(Stored data entries)
============================================================

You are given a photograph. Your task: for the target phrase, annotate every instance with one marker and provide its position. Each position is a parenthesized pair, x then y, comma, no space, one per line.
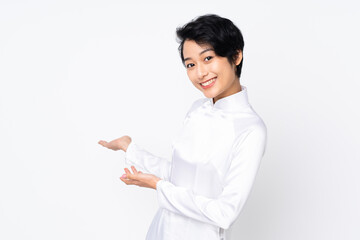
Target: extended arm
(223,210)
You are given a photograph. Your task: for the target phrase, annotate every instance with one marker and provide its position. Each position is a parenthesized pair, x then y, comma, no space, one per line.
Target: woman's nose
(201,71)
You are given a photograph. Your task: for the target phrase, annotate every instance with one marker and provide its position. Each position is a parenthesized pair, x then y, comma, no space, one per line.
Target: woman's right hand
(117,144)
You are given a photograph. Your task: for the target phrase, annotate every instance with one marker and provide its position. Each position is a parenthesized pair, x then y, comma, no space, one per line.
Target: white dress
(215,158)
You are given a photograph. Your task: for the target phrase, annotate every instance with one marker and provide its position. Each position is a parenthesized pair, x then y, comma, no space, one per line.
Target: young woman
(216,156)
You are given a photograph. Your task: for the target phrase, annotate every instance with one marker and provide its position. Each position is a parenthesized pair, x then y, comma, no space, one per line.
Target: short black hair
(219,32)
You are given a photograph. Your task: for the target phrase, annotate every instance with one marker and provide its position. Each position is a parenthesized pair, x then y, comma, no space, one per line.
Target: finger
(134,169)
(123,176)
(128,173)
(102,142)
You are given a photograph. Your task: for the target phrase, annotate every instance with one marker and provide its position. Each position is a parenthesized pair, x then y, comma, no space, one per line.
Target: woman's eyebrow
(208,49)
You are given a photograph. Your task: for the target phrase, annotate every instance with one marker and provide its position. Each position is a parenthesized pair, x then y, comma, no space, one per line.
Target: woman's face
(211,74)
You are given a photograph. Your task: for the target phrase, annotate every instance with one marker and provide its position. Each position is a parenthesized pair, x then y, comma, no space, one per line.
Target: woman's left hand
(139,178)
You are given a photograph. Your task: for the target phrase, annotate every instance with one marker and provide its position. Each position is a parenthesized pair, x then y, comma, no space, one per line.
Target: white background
(75,72)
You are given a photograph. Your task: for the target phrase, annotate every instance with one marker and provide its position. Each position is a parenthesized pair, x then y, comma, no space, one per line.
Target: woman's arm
(223,210)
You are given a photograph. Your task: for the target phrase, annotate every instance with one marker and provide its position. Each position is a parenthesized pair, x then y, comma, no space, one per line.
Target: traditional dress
(215,158)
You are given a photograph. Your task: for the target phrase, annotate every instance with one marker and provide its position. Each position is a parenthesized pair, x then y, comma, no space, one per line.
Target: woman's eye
(189,65)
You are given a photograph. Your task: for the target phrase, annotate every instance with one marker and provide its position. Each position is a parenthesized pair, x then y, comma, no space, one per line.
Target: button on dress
(215,158)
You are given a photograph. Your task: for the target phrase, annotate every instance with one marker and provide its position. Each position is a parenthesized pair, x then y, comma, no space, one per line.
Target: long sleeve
(221,211)
(141,158)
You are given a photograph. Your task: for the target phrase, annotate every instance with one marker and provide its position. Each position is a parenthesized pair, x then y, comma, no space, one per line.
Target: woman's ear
(238,58)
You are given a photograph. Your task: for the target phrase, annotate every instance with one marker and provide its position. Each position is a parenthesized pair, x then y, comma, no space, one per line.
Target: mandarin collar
(233,102)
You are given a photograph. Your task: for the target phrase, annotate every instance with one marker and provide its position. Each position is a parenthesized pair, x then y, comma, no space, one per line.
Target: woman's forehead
(191,47)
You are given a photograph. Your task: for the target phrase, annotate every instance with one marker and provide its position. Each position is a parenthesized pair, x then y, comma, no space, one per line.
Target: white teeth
(208,82)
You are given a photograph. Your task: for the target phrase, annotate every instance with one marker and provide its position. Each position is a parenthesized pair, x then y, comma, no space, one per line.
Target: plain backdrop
(74,72)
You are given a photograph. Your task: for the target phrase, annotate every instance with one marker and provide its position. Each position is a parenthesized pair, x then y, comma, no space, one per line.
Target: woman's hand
(139,178)
(117,144)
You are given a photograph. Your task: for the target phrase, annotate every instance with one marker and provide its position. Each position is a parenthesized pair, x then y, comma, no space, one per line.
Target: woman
(217,153)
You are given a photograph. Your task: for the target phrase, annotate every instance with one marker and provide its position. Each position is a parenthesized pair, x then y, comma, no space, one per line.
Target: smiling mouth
(206,83)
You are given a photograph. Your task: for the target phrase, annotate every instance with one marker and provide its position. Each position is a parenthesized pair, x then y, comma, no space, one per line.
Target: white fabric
(215,158)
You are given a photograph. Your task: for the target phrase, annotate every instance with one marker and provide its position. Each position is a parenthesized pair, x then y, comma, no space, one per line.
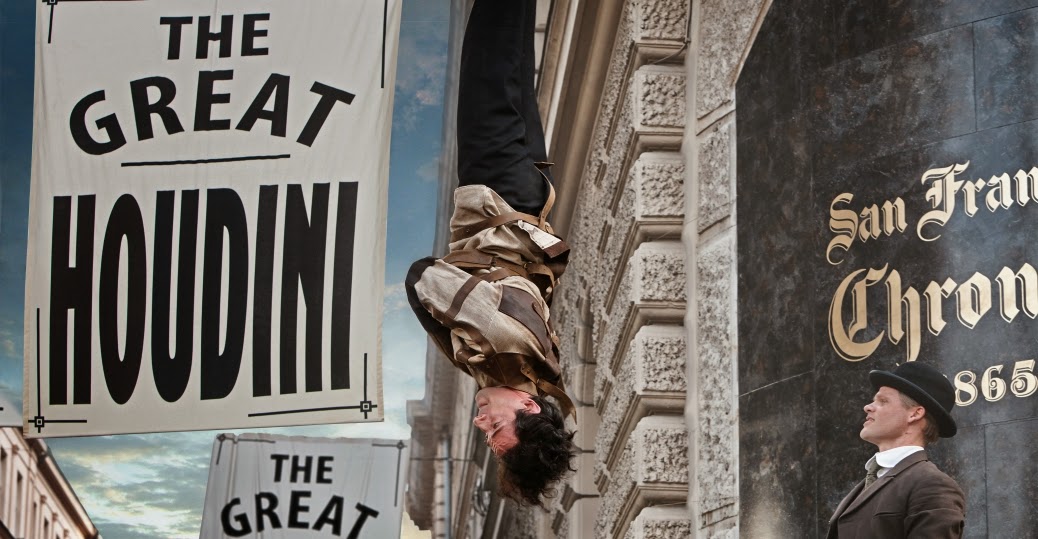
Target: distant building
(36,501)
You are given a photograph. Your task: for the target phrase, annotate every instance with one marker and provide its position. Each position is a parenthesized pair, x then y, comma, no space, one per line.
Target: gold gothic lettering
(1002,191)
(875,220)
(1017,292)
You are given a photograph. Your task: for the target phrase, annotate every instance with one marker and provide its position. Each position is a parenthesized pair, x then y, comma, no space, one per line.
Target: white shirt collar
(890,458)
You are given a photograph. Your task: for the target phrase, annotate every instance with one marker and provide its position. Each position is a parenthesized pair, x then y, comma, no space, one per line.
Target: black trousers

============================================================

> [Required action]
The records above are to be repeated word for word, with the pictures omitted.

> [Exercise response]
You are given a photograph. Your task: for the target phrase, annotate every instance with one marker and provide its position. Each position is a parenthesized pair, x then y, comma, no space, one per line.
Target: extended arm
(223,210)
You are given a photograph. Your task: for the target phrase, annotate every instance with one marker and provide its position. Each position is a parenthesized pair, x then y, comma, no space, one per line.
Target: woman's nose
(201,71)
You are given a photograph. Your task: for the target phrase, annotate every instance with one marker and provide its position. Each position is a parenthesized pair, x then y, comma, no space, one per line.
Target: woman's right hand
(117,144)
You are given a photograph. Your task: for the target phrase, annotate every instance with one marker and provide its position. Each position is a parenthesized pair, x then y, comma, no space, one per line.
Target: white dress
(215,158)
You are given a photograph. Your task: for the target phrase, annotate every instance with one marker and provide its position. Each position is a parenthesized pair, x then y, comma, no space, one per line.
Target: young woman
(216,156)
You are given a photograph. Your task: for the target phrase, annotate every instance with one marker and provide its position. Each position is a parenthesized pair, x then y, comma, no space, one per line.
Target: short black hair
(219,32)
You are given a photograph. Your task: for the target phrase, annotate every instance with one marker and provide its position. Each position is a parenthesized pair, x then y, comma, no space, one per line.
Target: finger
(134,169)
(123,176)
(128,173)
(102,142)
You are given a photograph. Your task: for the target phrase, annotate every instance with one marker and provide its position. Each position is a parenthesized pair, x then y, comma, no space, one per line.
Target: woman's eyebrow
(208,49)
You are given a photograph. Your task: for the target phrase, annotate every instance with one marker and provide its position. Each position is a parenthesized pair, x then y, comma, no space, one per line.
Target: woman's face
(211,74)
You are given a photograph. Your task: for the target phrase, annotate every instance with one marker and provide its position. Each position is a parenthesized pair, x then y, comma, no space, one per line.
Target: woman's left hand
(139,178)
You are given a photograph. Your task: for the target phrase, annotate every instance with one marker and provide its position. Each position is a parenthesized pair, x then y, comma, no space, one per line.
Target: white background
(75,72)
You are given a photograph. Your task: for the target phrase, annotate every instance with one marker and provide its position. Each position is a parenthesized pair, x then y, comma, no space, one per line.
Target: woman's arm
(223,210)
You are given a photograph. Your task: for the target phrase, annotate every instance with one marker and provide its position. Each position is a parenthesized pair, x then y, comma, no space, one per line.
Target: traditional dress
(215,158)
You are given a photograph. Your task: for the target phrase, annotate every instance with one marker and provide its position. Each position is a parenthesized pair, x then y, comma, no space, one per line.
Target: woman's eye
(189,65)
You are given a photograph. Your task: for the target phrase, annotate every instance with one marker and provide its position. Each position is a parenthesized pair, x then y, comma, no space, one per line.
Target: button on dress
(215,158)
You are given a photograph. Your task: for the target phrase, annotate every instance with one marker and provide its position. Each position is a parenthesized pair, x then y, comma, no space, one per line.
Target: long sleeve
(221,211)
(141,158)
You are given a photograph. Your task: for the target phrase, annotate every instance with one marker and provide its position. Each position is a parenthesized pair, x then y, comma, no space, one per line.
Target: woman's ear
(238,58)
You are given a photograph. Your task: for the target phrase, annotate every instance with one marker and provide its position. Each position is a parenthesized pair, x then y, comma, no space, one per line.
Target: mandarin collar
(233,102)
You are given a photograph. Your task: for the target phrase, annotate every instance with one marker and provide its position. Each position is a parenthesized pair, x then y, comma, no space, one per line.
Target: woman's forehead
(191,47)
You are given a photograph. Your task: for the target phrase, annotate every instance with one marker and provide its position. Each position is a parenthesized pair, x then y, comma, no space, one per line.
Target: white teeth
(208,82)
You are given a photograph. Your task: for the target phrase, annotate every instance with one marker and provide its position. Each position is a parenthesized pair, x then y, comma, no space, one per line.
Target: plain backdrop
(74,72)
You are given a photograph. Your task: for the target phrase, annotate every instance with one marker and provide its position. Each position is a parenthesized pair, x then y, comma, no space, one per line.
Target: woman's hand
(139,178)
(117,144)
You are given a photograph. Your task: for the target phrase, annotate every instance with one marker and provide its position. Each position is a parenthesized pair, x then y, comma, no space, one per line.
Target: woman
(217,153)
You are given a photograph. Your task: for the target phrase, annotate every instance with one marker and provide its position. Each position is a parenthesized pair, x then y, comma, no space, one per line.
Target: smiling mouth
(206,83)
You are given a photograph. Your task: for the target phrase, annotate every instance with one marker and provide its position. Each position is a parenthesized pair, x then y, comma, no space, one per line.
Target: white fabric
(215,158)
You are given a photograph. Your task: for the target phrase, annotate every instance with one marker and provide its position. Each position is a parenthesized pair, x then y, comma, no space, one per line.
Target: distant building
(36,501)
You are given a photograph. Your task: for the target phrase, annotate every instance with one marker and provide its position. Each position is a parenthesized pair, x then y, comma, no space, one per line.
Target: gold gothic lettering
(1002,191)
(875,220)
(1017,292)
You are given a photograph. Your task: for the target phrase, annotate every instance with one marker and provide its position. Each position is a parenthesized pair, x then y, comma, no space, one per line.
Target: white shirt collar
(890,458)
You are given a photograph. Your task: for the target phrase, annotate every instance with one marker and provide its position. Each position is a parenthesized pair, x then y, comma, no space, one per line.
Target: black trousers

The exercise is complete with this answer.